• **PROBLEM DESCRIPTION**: Count the lines in the material below that contain the word "light", and give only that number.

◆ ◆ ◆

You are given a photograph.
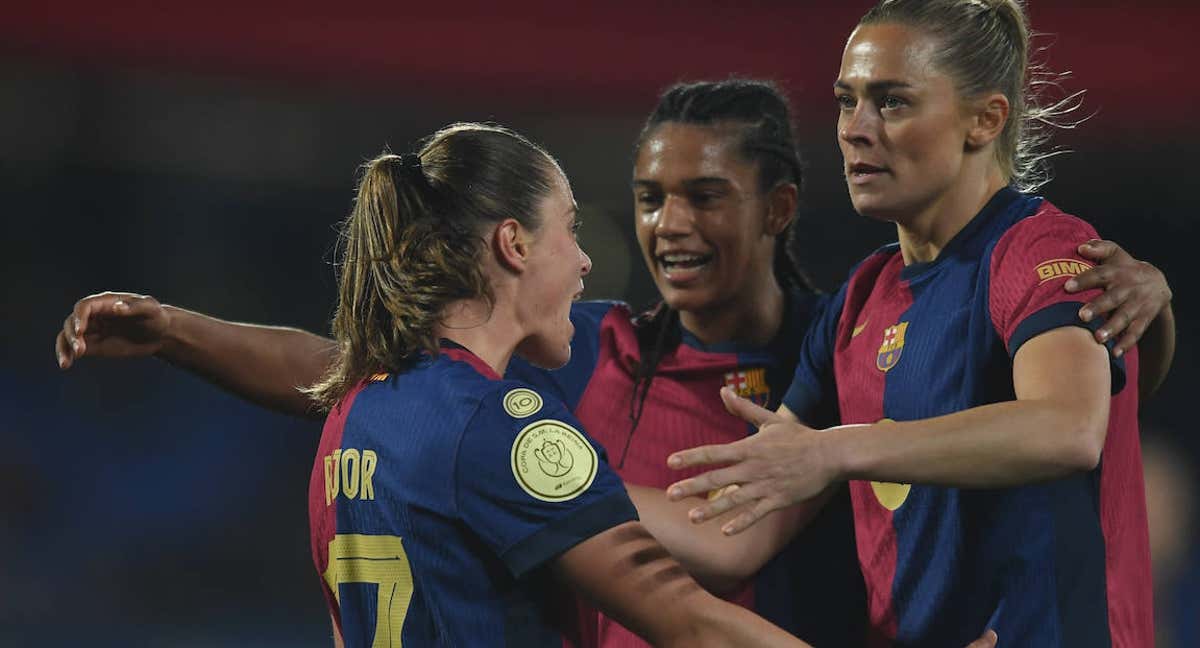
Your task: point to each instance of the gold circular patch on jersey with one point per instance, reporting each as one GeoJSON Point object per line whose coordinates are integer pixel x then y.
{"type": "Point", "coordinates": [522, 402]}
{"type": "Point", "coordinates": [552, 461]}
{"type": "Point", "coordinates": [891, 496]}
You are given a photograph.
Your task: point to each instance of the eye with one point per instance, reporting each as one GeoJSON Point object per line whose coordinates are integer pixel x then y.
{"type": "Point", "coordinates": [647, 201]}
{"type": "Point", "coordinates": [892, 102]}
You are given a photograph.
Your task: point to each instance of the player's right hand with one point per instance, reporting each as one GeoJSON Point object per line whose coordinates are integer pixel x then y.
{"type": "Point", "coordinates": [987, 641]}
{"type": "Point", "coordinates": [112, 325]}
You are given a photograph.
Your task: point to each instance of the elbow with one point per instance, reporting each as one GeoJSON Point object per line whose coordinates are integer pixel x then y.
{"type": "Point", "coordinates": [1086, 445]}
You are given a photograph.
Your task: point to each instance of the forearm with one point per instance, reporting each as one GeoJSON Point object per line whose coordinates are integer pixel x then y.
{"type": "Point", "coordinates": [994, 445]}
{"type": "Point", "coordinates": [633, 579]}
{"type": "Point", "coordinates": [1156, 353]}
{"type": "Point", "coordinates": [264, 365]}
{"type": "Point", "coordinates": [719, 562]}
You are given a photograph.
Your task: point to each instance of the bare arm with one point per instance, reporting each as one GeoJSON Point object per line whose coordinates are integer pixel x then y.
{"type": "Point", "coordinates": [261, 364]}
{"type": "Point", "coordinates": [633, 579]}
{"type": "Point", "coordinates": [713, 557]}
{"type": "Point", "coordinates": [1056, 426]}
{"type": "Point", "coordinates": [1137, 303]}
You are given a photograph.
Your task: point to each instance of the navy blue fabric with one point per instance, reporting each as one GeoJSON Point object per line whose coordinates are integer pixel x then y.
{"type": "Point", "coordinates": [444, 484]}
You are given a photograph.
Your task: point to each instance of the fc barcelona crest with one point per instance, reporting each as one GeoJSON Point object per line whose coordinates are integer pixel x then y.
{"type": "Point", "coordinates": [892, 346]}
{"type": "Point", "coordinates": [749, 384]}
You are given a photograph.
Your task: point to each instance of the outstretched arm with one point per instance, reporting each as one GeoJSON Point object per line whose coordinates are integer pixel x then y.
{"type": "Point", "coordinates": [1057, 425]}
{"type": "Point", "coordinates": [718, 561]}
{"type": "Point", "coordinates": [1137, 301]}
{"type": "Point", "coordinates": [264, 365]}
{"type": "Point", "coordinates": [634, 580]}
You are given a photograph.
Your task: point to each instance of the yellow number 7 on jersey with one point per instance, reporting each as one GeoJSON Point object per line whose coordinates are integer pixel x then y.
{"type": "Point", "coordinates": [379, 559]}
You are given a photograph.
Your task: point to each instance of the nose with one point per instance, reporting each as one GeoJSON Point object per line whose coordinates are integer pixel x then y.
{"type": "Point", "coordinates": [675, 217]}
{"type": "Point", "coordinates": [858, 126]}
{"type": "Point", "coordinates": [587, 263]}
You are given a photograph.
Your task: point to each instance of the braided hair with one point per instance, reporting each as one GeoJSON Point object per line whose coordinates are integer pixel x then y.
{"type": "Point", "coordinates": [761, 118]}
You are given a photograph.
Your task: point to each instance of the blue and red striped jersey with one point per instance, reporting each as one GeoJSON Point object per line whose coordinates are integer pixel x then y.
{"type": "Point", "coordinates": [1060, 563]}
{"type": "Point", "coordinates": [813, 588]}
{"type": "Point", "coordinates": [437, 495]}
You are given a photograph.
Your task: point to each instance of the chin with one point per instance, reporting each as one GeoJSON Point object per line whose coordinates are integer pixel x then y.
{"type": "Point", "coordinates": [875, 208]}
{"type": "Point", "coordinates": [546, 355]}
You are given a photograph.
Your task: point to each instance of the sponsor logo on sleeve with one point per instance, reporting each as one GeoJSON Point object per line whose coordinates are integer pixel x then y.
{"type": "Point", "coordinates": [522, 402]}
{"type": "Point", "coordinates": [750, 384]}
{"type": "Point", "coordinates": [552, 461]}
{"type": "Point", "coordinates": [1060, 268]}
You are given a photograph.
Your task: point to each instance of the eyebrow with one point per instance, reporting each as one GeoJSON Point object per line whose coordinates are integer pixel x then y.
{"type": "Point", "coordinates": [874, 87]}
{"type": "Point", "coordinates": [688, 183]}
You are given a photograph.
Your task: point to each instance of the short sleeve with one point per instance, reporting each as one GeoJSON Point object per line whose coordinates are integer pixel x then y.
{"type": "Point", "coordinates": [813, 383]}
{"type": "Point", "coordinates": [569, 382]}
{"type": "Point", "coordinates": [1029, 268]}
{"type": "Point", "coordinates": [531, 483]}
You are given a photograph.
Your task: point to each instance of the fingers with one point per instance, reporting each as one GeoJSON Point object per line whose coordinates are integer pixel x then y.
{"type": "Point", "coordinates": [707, 483]}
{"type": "Point", "coordinates": [745, 409]}
{"type": "Point", "coordinates": [1104, 303]}
{"type": "Point", "coordinates": [61, 351]}
{"type": "Point", "coordinates": [1097, 277]}
{"type": "Point", "coordinates": [1133, 334]}
{"type": "Point", "coordinates": [987, 641]}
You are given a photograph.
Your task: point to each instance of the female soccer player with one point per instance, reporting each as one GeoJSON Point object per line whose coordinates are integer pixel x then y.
{"type": "Point", "coordinates": [996, 469]}
{"type": "Point", "coordinates": [715, 185]}
{"type": "Point", "coordinates": [447, 502]}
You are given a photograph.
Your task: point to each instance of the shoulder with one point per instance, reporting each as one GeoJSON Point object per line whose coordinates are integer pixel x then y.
{"type": "Point", "coordinates": [1045, 223]}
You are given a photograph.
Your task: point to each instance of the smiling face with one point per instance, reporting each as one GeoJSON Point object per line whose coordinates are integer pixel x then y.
{"type": "Point", "coordinates": [701, 219]}
{"type": "Point", "coordinates": [901, 124]}
{"type": "Point", "coordinates": [553, 279]}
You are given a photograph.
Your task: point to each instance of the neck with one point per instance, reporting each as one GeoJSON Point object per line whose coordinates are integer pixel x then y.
{"type": "Point", "coordinates": [925, 234]}
{"type": "Point", "coordinates": [474, 324]}
{"type": "Point", "coordinates": [754, 318]}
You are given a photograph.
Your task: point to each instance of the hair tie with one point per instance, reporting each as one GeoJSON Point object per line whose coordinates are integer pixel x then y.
{"type": "Point", "coordinates": [411, 161]}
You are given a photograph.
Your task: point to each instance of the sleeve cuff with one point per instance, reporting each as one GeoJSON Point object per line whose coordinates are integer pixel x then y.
{"type": "Point", "coordinates": [1063, 313]}
{"type": "Point", "coordinates": [564, 533]}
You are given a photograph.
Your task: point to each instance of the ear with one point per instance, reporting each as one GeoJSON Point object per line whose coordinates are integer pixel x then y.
{"type": "Point", "coordinates": [990, 114]}
{"type": "Point", "coordinates": [781, 207]}
{"type": "Point", "coordinates": [510, 244]}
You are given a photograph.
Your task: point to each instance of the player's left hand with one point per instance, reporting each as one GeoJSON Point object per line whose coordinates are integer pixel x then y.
{"type": "Point", "coordinates": [784, 463]}
{"type": "Point", "coordinates": [1134, 293]}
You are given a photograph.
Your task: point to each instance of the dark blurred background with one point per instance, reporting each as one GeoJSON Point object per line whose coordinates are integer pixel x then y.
{"type": "Point", "coordinates": [203, 154]}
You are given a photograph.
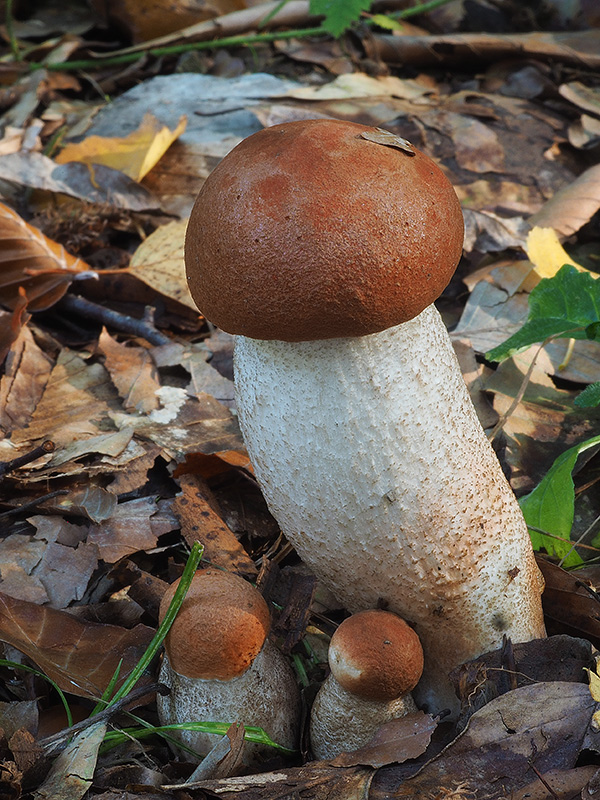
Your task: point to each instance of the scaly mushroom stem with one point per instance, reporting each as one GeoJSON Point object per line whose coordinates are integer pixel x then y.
{"type": "Point", "coordinates": [371, 457]}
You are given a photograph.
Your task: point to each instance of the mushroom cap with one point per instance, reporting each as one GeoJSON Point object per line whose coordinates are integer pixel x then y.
{"type": "Point", "coordinates": [376, 655]}
{"type": "Point", "coordinates": [308, 231]}
{"type": "Point", "coordinates": [220, 628]}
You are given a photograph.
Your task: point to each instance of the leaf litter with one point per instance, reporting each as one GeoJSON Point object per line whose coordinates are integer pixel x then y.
{"type": "Point", "coordinates": [119, 443]}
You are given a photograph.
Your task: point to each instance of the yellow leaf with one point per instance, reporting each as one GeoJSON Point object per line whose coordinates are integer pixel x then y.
{"type": "Point", "coordinates": [547, 253]}
{"type": "Point", "coordinates": [134, 155]}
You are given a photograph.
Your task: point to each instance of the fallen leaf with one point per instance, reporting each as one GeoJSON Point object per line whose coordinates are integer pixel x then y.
{"type": "Point", "coordinates": [134, 155]}
{"type": "Point", "coordinates": [159, 263]}
{"type": "Point", "coordinates": [572, 207]}
{"type": "Point", "coordinates": [133, 373]}
{"type": "Point", "coordinates": [31, 261]}
{"type": "Point", "coordinates": [128, 530]}
{"type": "Point", "coordinates": [71, 774]}
{"type": "Point", "coordinates": [395, 742]}
{"type": "Point", "coordinates": [26, 372]}
{"type": "Point", "coordinates": [102, 185]}
{"type": "Point", "coordinates": [542, 726]}
{"type": "Point", "coordinates": [47, 635]}
{"type": "Point", "coordinates": [547, 253]}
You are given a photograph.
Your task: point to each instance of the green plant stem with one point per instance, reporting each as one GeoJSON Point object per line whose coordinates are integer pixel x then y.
{"type": "Point", "coordinates": [229, 41]}
{"type": "Point", "coordinates": [421, 8]}
{"type": "Point", "coordinates": [8, 21]}
{"type": "Point", "coordinates": [15, 665]}
{"type": "Point", "coordinates": [152, 649]}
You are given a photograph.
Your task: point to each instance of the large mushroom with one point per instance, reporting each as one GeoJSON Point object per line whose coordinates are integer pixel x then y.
{"type": "Point", "coordinates": [220, 666]}
{"type": "Point", "coordinates": [323, 246]}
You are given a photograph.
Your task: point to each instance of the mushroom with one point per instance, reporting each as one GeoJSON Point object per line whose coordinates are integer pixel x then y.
{"type": "Point", "coordinates": [220, 666]}
{"type": "Point", "coordinates": [324, 251]}
{"type": "Point", "coordinates": [376, 660]}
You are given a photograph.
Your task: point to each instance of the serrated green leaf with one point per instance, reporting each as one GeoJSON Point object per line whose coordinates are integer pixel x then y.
{"type": "Point", "coordinates": [590, 396]}
{"type": "Point", "coordinates": [550, 507]}
{"type": "Point", "coordinates": [385, 22]}
{"type": "Point", "coordinates": [339, 14]}
{"type": "Point", "coordinates": [566, 305]}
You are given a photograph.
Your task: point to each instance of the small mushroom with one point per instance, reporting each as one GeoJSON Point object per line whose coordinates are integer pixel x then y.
{"type": "Point", "coordinates": [376, 660]}
{"type": "Point", "coordinates": [324, 251]}
{"type": "Point", "coordinates": [220, 666]}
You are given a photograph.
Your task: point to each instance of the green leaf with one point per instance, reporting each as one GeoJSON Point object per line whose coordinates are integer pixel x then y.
{"type": "Point", "coordinates": [567, 305]}
{"type": "Point", "coordinates": [339, 14]}
{"type": "Point", "coordinates": [550, 507]}
{"type": "Point", "coordinates": [589, 397]}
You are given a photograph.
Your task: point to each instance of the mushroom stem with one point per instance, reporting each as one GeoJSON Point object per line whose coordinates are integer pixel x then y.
{"type": "Point", "coordinates": [342, 722]}
{"type": "Point", "coordinates": [373, 461]}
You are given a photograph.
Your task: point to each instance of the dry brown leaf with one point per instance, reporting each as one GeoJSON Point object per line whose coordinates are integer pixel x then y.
{"type": "Point", "coordinates": [26, 372]}
{"type": "Point", "coordinates": [80, 656]}
{"type": "Point", "coordinates": [133, 373]}
{"type": "Point", "coordinates": [76, 400]}
{"type": "Point", "coordinates": [100, 185]}
{"type": "Point", "coordinates": [197, 511]}
{"type": "Point", "coordinates": [545, 725]}
{"type": "Point", "coordinates": [158, 262]}
{"type": "Point", "coordinates": [147, 19]}
{"type": "Point", "coordinates": [395, 742]}
{"type": "Point", "coordinates": [128, 530]}
{"type": "Point", "coordinates": [30, 260]}
{"type": "Point", "coordinates": [571, 47]}
{"type": "Point", "coordinates": [573, 206]}
{"type": "Point", "coordinates": [585, 97]}
{"type": "Point", "coordinates": [134, 155]}
{"type": "Point", "coordinates": [12, 324]}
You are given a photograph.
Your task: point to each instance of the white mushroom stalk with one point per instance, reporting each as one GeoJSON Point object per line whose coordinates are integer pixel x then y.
{"type": "Point", "coordinates": [324, 248]}
{"type": "Point", "coordinates": [371, 457]}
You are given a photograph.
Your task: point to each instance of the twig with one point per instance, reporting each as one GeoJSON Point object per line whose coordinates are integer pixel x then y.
{"type": "Point", "coordinates": [33, 455]}
{"type": "Point", "coordinates": [113, 319]}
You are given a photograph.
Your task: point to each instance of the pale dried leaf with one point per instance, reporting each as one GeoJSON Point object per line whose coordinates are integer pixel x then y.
{"type": "Point", "coordinates": [76, 399]}
{"type": "Point", "coordinates": [128, 530]}
{"type": "Point", "coordinates": [26, 373]}
{"type": "Point", "coordinates": [99, 185]}
{"type": "Point", "coordinates": [159, 263]}
{"type": "Point", "coordinates": [133, 373]}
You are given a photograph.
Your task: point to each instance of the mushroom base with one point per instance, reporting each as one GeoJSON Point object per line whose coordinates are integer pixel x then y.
{"type": "Point", "coordinates": [341, 721]}
{"type": "Point", "coordinates": [372, 459]}
{"type": "Point", "coordinates": [266, 695]}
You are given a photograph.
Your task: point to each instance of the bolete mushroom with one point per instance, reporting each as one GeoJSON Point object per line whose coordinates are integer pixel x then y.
{"type": "Point", "coordinates": [220, 666]}
{"type": "Point", "coordinates": [376, 660]}
{"type": "Point", "coordinates": [324, 251]}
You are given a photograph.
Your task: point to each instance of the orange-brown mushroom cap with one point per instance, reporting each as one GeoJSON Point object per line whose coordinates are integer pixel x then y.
{"type": "Point", "coordinates": [307, 231]}
{"type": "Point", "coordinates": [220, 627]}
{"type": "Point", "coordinates": [376, 655]}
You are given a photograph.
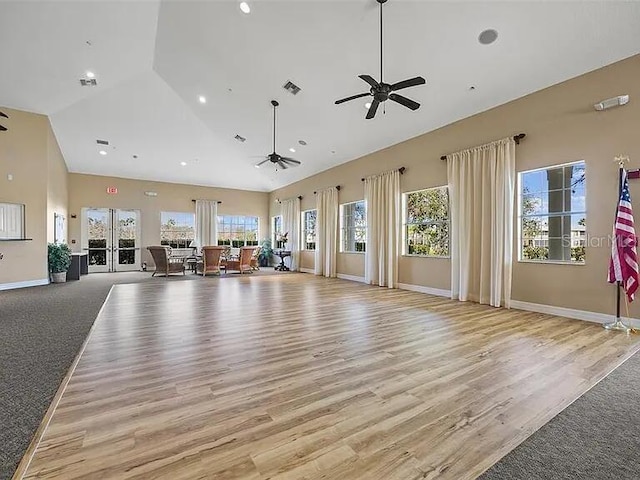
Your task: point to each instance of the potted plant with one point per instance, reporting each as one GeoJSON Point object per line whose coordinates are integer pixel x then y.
{"type": "Point", "coordinates": [266, 251]}
{"type": "Point", "coordinates": [59, 255]}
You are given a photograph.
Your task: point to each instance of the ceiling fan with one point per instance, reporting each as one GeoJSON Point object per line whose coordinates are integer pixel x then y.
{"type": "Point", "coordinates": [277, 160]}
{"type": "Point", "coordinates": [380, 91]}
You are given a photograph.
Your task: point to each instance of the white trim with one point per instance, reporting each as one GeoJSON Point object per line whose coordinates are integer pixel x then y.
{"type": "Point", "coordinates": [428, 290]}
{"type": "Point", "coordinates": [28, 283]}
{"type": "Point", "coordinates": [571, 313]}
{"type": "Point", "coordinates": [351, 278]}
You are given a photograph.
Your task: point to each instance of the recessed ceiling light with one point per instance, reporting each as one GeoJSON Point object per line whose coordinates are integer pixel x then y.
{"type": "Point", "coordinates": [488, 36]}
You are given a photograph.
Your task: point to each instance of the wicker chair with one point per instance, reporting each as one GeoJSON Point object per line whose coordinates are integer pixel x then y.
{"type": "Point", "coordinates": [164, 263]}
{"type": "Point", "coordinates": [243, 263]}
{"type": "Point", "coordinates": [211, 256]}
{"type": "Point", "coordinates": [255, 259]}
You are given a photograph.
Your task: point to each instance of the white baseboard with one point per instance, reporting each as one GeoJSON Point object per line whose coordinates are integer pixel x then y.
{"type": "Point", "coordinates": [422, 289]}
{"type": "Point", "coordinates": [28, 283]}
{"type": "Point", "coordinates": [352, 278]}
{"type": "Point", "coordinates": [571, 313]}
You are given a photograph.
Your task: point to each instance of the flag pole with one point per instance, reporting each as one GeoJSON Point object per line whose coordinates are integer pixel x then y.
{"type": "Point", "coordinates": [617, 324]}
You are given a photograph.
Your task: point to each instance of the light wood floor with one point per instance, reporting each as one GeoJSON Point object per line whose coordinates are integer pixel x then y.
{"type": "Point", "coordinates": [298, 377]}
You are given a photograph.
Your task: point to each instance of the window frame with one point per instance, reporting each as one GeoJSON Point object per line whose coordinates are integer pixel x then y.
{"type": "Point", "coordinates": [277, 244]}
{"type": "Point", "coordinates": [308, 231]}
{"type": "Point", "coordinates": [406, 224]}
{"type": "Point", "coordinates": [221, 223]}
{"type": "Point", "coordinates": [343, 228]}
{"type": "Point", "coordinates": [521, 217]}
{"type": "Point", "coordinates": [193, 226]}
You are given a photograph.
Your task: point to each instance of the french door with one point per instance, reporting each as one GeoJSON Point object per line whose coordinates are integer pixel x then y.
{"type": "Point", "coordinates": [112, 239]}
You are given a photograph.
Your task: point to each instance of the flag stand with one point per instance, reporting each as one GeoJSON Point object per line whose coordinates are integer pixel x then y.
{"type": "Point", "coordinates": [617, 324]}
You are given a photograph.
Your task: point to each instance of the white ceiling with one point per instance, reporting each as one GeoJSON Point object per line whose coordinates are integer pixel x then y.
{"type": "Point", "coordinates": [153, 59]}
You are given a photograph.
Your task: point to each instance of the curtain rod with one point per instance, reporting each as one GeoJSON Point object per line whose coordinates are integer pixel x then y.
{"type": "Point", "coordinates": [337, 188]}
{"type": "Point", "coordinates": [401, 170]}
{"type": "Point", "coordinates": [278, 200]}
{"type": "Point", "coordinates": [516, 138]}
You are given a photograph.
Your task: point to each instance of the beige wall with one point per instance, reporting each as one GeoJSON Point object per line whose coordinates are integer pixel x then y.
{"type": "Point", "coordinates": [24, 155]}
{"type": "Point", "coordinates": [561, 126]}
{"type": "Point", "coordinates": [90, 191]}
{"type": "Point", "coordinates": [57, 192]}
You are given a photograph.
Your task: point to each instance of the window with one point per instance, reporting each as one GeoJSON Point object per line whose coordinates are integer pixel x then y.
{"type": "Point", "coordinates": [353, 229]}
{"type": "Point", "coordinates": [276, 228]}
{"type": "Point", "coordinates": [553, 214]}
{"type": "Point", "coordinates": [237, 230]}
{"type": "Point", "coordinates": [309, 229]}
{"type": "Point", "coordinates": [426, 226]}
{"type": "Point", "coordinates": [177, 229]}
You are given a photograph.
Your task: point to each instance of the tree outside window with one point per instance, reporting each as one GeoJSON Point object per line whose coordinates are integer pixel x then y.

◆ ◆ ◆

• **TASK OUTPUT**: 2